__À compléter__
(1) Extrayez de l'extrait sur les fenêtres en sapin le passage qui va de « Il s’agit souvent » jusqu'à « de section variable. », sans rien y changer.
(2) Selon l'extrait sur les fenêtres en sapin, les affirmations (a), (b) et (c) sont-elles exactes ? Répondez par oui ou par non et citez à l'identique les mots du texte qui tranchent.
(a) Les pays germaniques privilégient les carrelets de résineux pour leurs meilleures performances thermiques par rapport au bois feuillu.
(b) Pour ses fenêtres peintes en blanc, Schillinger utilise du sapin pectiné.
(c) Dans les carrelets à trois plis, le pli intérieur doit être scié sur quartier.

Une expérimentation française et la pratique allemande semblent indiquer que les fenêtres en carrelet de sapin de pays sont une réelle piste de valorisation de cette essence.
Légende : Fabrication de carrelets en sapin pectiné local sans nœuds chez le fabricant de fenêtres Schillinger à Oberwolfach en Forêt Noire. © JT
En alternative au PVC, les pays germaniques fabriquent volontiers des fenêtres en bois ou en bois-alu. Pour ce faire, ils se servent de préférence de carrelets de résineux, plus performants sur le plan thermique que le bois feuillu.
Il s’agit souvent de trois plis, afin de disposer, pour les dormants notamment, de l’épaisseur et de la stabilité requises pour des vitrages multiples de plus en plus lourds.
Les plis extérieurs sont alors sciés sur quartier de façon à ce que les cernes filent parallèlement au pli, tandis que le pli intérieur, masqué, peut éventuellement être de qualité inférieure, scié sur dosse et de section variable.
Carrelets sans nœuds
En Forêt Noire, le fabricant de fenêtres Schillinger reste fidèle à une tradition de qualité de fenêtres sans nœuds. Pour les fenêtres peintes en blanc, il utilise du pin américain.
Le sapin sans nœuds mérite quant à lui de rester apparent sous une lasure de protection. Mais les carrelets en sapin du commerce ne semblent pas convenir à ses standards de qualité, sans doute à cause de la composition habituelle du pli intérieur. C’est pourquoi Schillinger fabrique lui-même ses carrelets en sapin !
Côté extérieur, le bois est protégé par la couverture en aluminium. Par contre, côté intérieur, il révèle son veinage délicat sur fond clair et contemporain. La fenêtre bois-alu en sapin pectiné, cela pourrait être le nec plus ultra en France, une alternative au carrelet en pin maritime, tout en restant un produit du terroir. Mais on n’en est pas encore tout à fait là.
Ligne de fabrication de carrelets © Creabois Isere
Expérimentation française
Lors du séminaire consacré au sapin pectiné dans le cadre de la dernière édition du Forum International Bois Construction, à Lyon en avril dernier, l’une des communications portait sur la tentative de coller dans la Loire des carrelets en sapin de pays pour fabriquer des menuiseries extérieures passives.

__Données enregistrées__
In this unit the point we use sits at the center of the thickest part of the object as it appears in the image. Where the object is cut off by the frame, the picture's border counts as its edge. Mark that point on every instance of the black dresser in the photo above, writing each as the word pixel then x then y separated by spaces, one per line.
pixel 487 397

__Réponses finales__
(1)
Il s’agit souvent de trois plis, afin de disposer, pour les dormants notamment, de l’épaisseur et de la stabilité requises pour des vitrages multiples de plus en plus lourds.
Les plis extérieurs sont alors sciés sur quartier de façon à ce que les cernes filent parallèlement au pli, tandis que le pli intérieur, masqué, peut éventuellement être de qualité inférieure, scié sur dosse et de section variable.

(2)
(a) Oui : « plus performants sur le plan thermique que le bois feuillu ».
(b) Non : « Pour les fenêtres peintes en blanc, il utilise du pin américain. »
(c) Non : « le pli intérieur, masqué, peut éventuellement être de qualité inférieure, scié sur dosse et de section variable ».